Chandrashekhar Sangashetty Patil (ಚಂದ್ರಶೇಖರ ಸಂಗಶೆಟ್ಟಿ ಪಾಟೀಲ, /kn/; 25 January 1918 – 22 December 1960) was an Indian freedom fighter and politician who served as Member of the Legislative Assembly who belonged to the Indian National Congress. Chandrashekhar Patil was born to Sangasetti Patil and Veeramma Patil in Mahagaon, Gulbarga on 25 January 1918. On 22 December 1960 he died in a motor vehicle accident. He was known for having participated in India's freedom struggle and the Liberation of Hyderabad Karnataka. Various books have been written on him, including Tiger of Hyderabad Karnataka Chandrashekhar Patil Mahagaon (published 2019) and ಪ್ರತಿಭಾವಂತ ಸಂಸದೀಯ ಪಟು ಪುಸ್ತಕ ಮೂಲಿಕೆ (published by the Government of Karnataka).

Chandrashekhar S. Patil belonged to the first Karnataka Legislative Assembly. He was elected for a second term in the second Karnataka Legislative assembly for the Aland constituency in 1957 but died before he could complete this term.

== Death ==
On December 20, 1960, while returning from a Khedda viewing program attended by Rajendra Prasad on a special bus with 23 other MLAs, Chandrashekhar S Patil was involved in a serious accident near Kengeri. The bus collided with a truck at the turn of a road, leaving him critically injured. Chandrashekhar S Patil was reported to by bleeding and was rushed to Victoria Hospital where he later succumbed to his injuries. His cremation was performed at Mahagaon with honor and adhering to Veerashaiva Lingayath rites in the presence of Gudleppa Hallikeri a freedom fighter from Hubli, Karnataka.

(Free-text object descriptions)
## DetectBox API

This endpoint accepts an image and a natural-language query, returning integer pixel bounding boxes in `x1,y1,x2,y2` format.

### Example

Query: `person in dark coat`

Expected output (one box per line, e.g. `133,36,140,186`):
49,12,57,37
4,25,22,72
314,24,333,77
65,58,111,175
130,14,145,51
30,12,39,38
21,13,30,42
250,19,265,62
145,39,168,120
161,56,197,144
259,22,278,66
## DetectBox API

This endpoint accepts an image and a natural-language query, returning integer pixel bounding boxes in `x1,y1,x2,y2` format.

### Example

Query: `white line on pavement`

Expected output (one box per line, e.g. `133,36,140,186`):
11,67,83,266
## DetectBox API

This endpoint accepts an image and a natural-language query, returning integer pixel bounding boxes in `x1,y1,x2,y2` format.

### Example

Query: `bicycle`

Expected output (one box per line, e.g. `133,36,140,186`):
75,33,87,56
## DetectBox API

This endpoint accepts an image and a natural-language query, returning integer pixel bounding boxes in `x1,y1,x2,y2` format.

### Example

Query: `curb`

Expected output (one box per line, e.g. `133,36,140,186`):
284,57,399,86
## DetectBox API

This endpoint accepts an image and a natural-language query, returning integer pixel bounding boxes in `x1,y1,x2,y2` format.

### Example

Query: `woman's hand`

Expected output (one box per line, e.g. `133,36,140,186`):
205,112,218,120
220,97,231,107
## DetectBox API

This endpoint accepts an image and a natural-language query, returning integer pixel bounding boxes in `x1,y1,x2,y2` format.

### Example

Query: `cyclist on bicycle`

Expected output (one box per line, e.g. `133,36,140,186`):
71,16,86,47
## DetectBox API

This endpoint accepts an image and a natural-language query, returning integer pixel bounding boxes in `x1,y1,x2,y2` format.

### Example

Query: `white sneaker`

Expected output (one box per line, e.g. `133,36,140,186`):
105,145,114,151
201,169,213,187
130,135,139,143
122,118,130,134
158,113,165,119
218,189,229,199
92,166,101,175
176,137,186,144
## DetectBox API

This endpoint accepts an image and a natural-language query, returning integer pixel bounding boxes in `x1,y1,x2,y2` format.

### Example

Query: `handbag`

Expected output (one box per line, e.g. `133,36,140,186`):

** Activity list **
• A. Edit the Chandrashekhar Patil text from "Chandrashekhar S. Patil" up to and including "from Hubli, Karnataka.", putting "lorry" in place of "truck".
• B. According to the Chandrashekhar Patil text, which constituency elected him in 1957 to the second Karnataka Legislative Assembly?

** Problem solutions **
• A.
Chandrashekhar S. Patil belonged to the first Karnataka Legislative Assembly. He was elected for a second term in the second Karnataka Legislative assembly for the Aland constituency in 1957 but died before he could complete this term.

== Death ==
On December 20, 1960, while returning from a Khedda viewing program attended by Rajendra Prasad on a special bus with 23 other MLAs, Chandrashekhar S Patil was involved in a serious accident near Kengeri. The bus collided with a lorry at the turn of a road, leaving him critically injured. Chandrashekhar S Patil was reported to by bleeding and was rushed to Victoria Hospital where he later succumbed to his injuries. His cremation was performed at Mahagaon with honor and adhering to Veerashaiva Lingayath rites in the presence of Gudleppa Hallikeri a freedom fighter from Hubli, Karnataka.

• B. Aland